* **Brief**
Reproduce verbatim the lines below, starting with the line that contains "cheek. Write the coordinates, one line per instance." and continuing through the final line. Omit the pictures.

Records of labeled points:
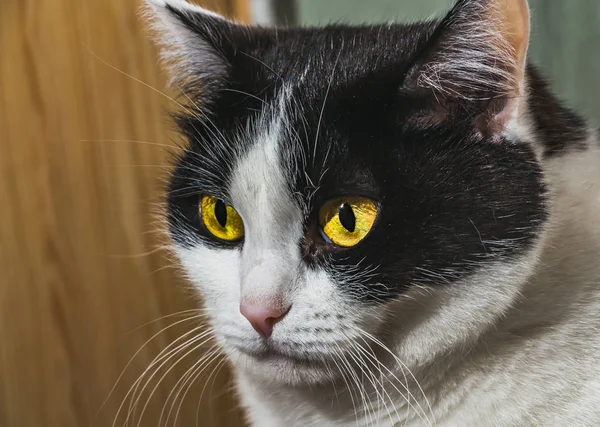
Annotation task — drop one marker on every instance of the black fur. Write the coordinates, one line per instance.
(450, 198)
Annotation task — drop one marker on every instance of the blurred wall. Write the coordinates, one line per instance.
(83, 152)
(565, 39)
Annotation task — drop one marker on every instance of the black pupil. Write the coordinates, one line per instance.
(347, 218)
(221, 213)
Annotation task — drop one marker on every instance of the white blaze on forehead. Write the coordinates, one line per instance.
(261, 193)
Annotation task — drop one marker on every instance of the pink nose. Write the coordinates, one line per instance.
(262, 319)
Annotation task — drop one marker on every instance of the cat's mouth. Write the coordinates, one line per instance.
(268, 353)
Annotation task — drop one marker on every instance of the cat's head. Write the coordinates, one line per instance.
(347, 188)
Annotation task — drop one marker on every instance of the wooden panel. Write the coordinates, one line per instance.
(82, 156)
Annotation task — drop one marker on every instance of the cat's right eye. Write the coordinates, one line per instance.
(220, 219)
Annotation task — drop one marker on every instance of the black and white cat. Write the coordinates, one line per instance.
(389, 224)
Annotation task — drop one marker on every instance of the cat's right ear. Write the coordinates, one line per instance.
(197, 45)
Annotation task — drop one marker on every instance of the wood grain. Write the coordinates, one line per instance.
(82, 156)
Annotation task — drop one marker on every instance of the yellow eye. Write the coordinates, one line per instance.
(220, 219)
(347, 221)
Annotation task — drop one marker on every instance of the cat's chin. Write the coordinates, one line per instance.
(282, 369)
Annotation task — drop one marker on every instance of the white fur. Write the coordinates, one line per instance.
(184, 54)
(516, 344)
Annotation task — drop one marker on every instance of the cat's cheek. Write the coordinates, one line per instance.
(214, 273)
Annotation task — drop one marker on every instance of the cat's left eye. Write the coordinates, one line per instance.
(220, 219)
(346, 221)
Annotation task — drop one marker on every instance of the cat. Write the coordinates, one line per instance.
(393, 224)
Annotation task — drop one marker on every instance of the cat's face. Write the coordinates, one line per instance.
(349, 188)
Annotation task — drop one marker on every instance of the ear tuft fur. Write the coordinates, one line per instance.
(189, 37)
(478, 51)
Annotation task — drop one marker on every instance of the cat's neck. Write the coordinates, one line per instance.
(548, 324)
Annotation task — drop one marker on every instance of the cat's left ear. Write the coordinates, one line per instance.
(198, 46)
(475, 60)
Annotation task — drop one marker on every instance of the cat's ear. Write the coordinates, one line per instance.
(476, 56)
(197, 45)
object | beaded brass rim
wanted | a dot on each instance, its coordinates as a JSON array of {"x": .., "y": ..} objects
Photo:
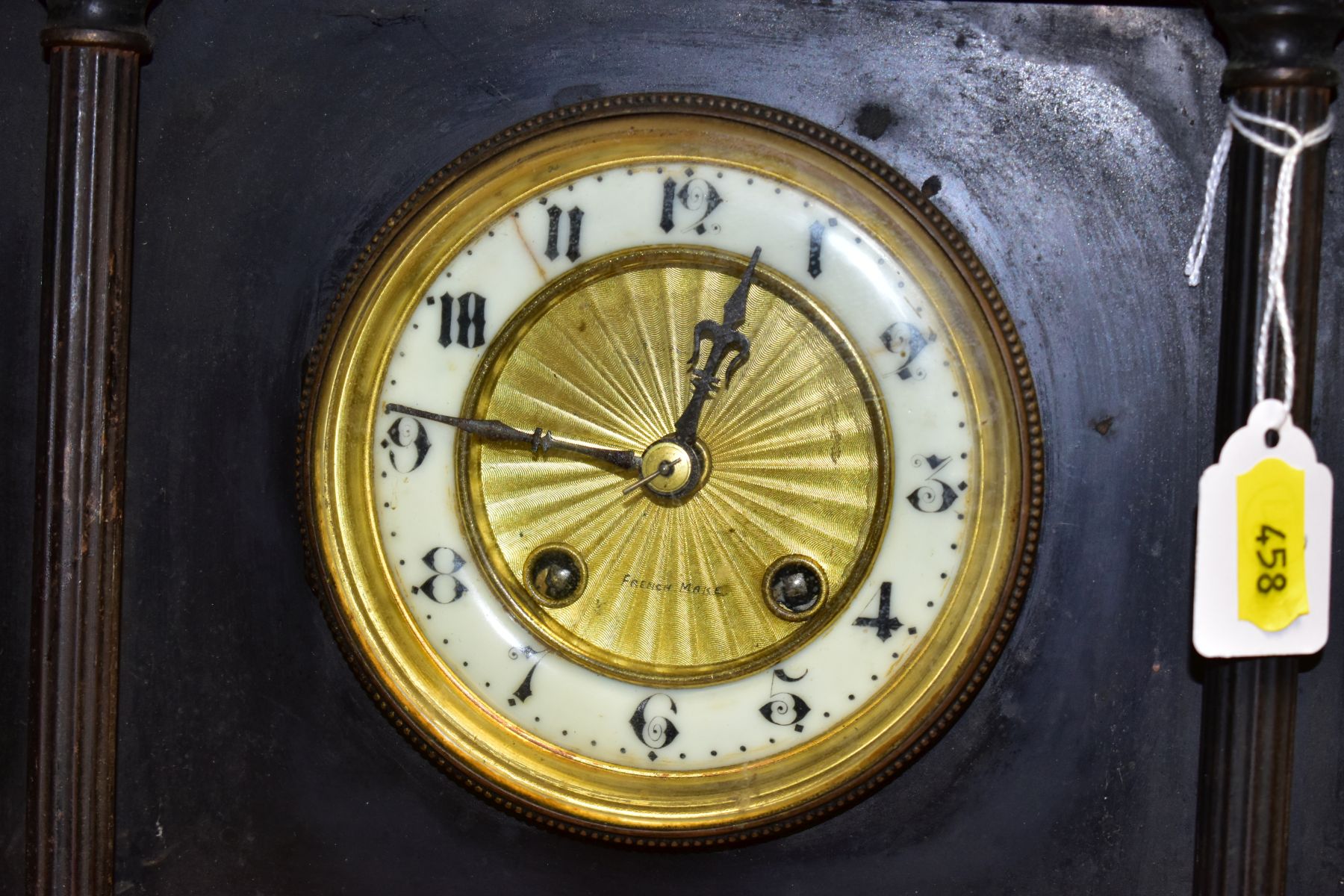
[{"x": 866, "y": 768}]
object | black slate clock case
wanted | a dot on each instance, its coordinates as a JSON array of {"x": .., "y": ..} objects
[{"x": 1068, "y": 143}]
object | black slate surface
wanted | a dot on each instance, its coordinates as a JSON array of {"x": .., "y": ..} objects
[{"x": 1068, "y": 143}]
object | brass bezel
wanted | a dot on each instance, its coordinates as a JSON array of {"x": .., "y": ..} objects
[{"x": 504, "y": 763}]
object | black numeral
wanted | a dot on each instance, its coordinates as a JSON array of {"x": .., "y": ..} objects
[
  {"x": 1265, "y": 531},
  {"x": 524, "y": 689},
  {"x": 785, "y": 709},
  {"x": 883, "y": 622},
  {"x": 934, "y": 496},
  {"x": 553, "y": 234},
  {"x": 906, "y": 341},
  {"x": 470, "y": 319},
  {"x": 697, "y": 196},
  {"x": 443, "y": 563},
  {"x": 406, "y": 433},
  {"x": 651, "y": 727},
  {"x": 815, "y": 234}
]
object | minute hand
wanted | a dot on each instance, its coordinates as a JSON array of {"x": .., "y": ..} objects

* **Exercise result**
Annotation task — drop one marker on every instance of the cat's cheek. Write the coordinates, one line per instance.
(214, 273)
Annotation task — drop one marker on every instance of the cat's left eye. Write the coordinates, one line per instance.
(220, 219)
(346, 221)
Annotation task — drop one marker on every instance of the cat. Write the coordinates, one line per instance.
(393, 224)
Annotation task — drop one marker on every instance of the cat's face. Write the coordinates, one line per instance.
(349, 188)
Annotation task — drop one marker on every instance of the ear tuft fur. Write the coordinates, one line per instance.
(189, 37)
(478, 51)
Annotation task — drop one marker on every instance of the cat's neck. Write the coordinates, one line per instance.
(548, 324)
Annotation task — drop one marker on every instance of the cat's left ear. Write the coordinates, one line per instance.
(198, 46)
(475, 60)
Annotation task — drop one marker on every instance of the cat's ear. Write the coordinates, one line per instance.
(476, 56)
(197, 45)
object | beaded brass rim
wanted | a dot on each instance, its coordinates as a JSON array of {"x": .., "y": ..} objects
Photo:
[{"x": 866, "y": 768}]
object | black slate clock case
wanted | a dot on each instance, its coordinates as a JSON array of {"x": .., "y": ..} objects
[{"x": 1068, "y": 143}]
object | black slate surface
wanted | a dot on each instance, its coordinates as a JSON array of {"x": .., "y": ..} objects
[{"x": 1068, "y": 143}]
object | brass bezel
wanted | a dot on each instance, its coordinates as a JSON array of {"x": .., "y": ..} objects
[{"x": 504, "y": 763}]
object | black numeral
wanted | a dot on each instance, its coordinates as a JSON array of {"x": .., "y": ..} objects
[
  {"x": 1265, "y": 531},
  {"x": 524, "y": 689},
  {"x": 785, "y": 709},
  {"x": 883, "y": 622},
  {"x": 934, "y": 496},
  {"x": 553, "y": 234},
  {"x": 906, "y": 341},
  {"x": 470, "y": 319},
  {"x": 697, "y": 196},
  {"x": 443, "y": 563},
  {"x": 406, "y": 433},
  {"x": 651, "y": 727},
  {"x": 815, "y": 234}
]
object | minute hand
wanted | a dot on each instance, its coordinates as a JSON array of {"x": .., "y": ..} objects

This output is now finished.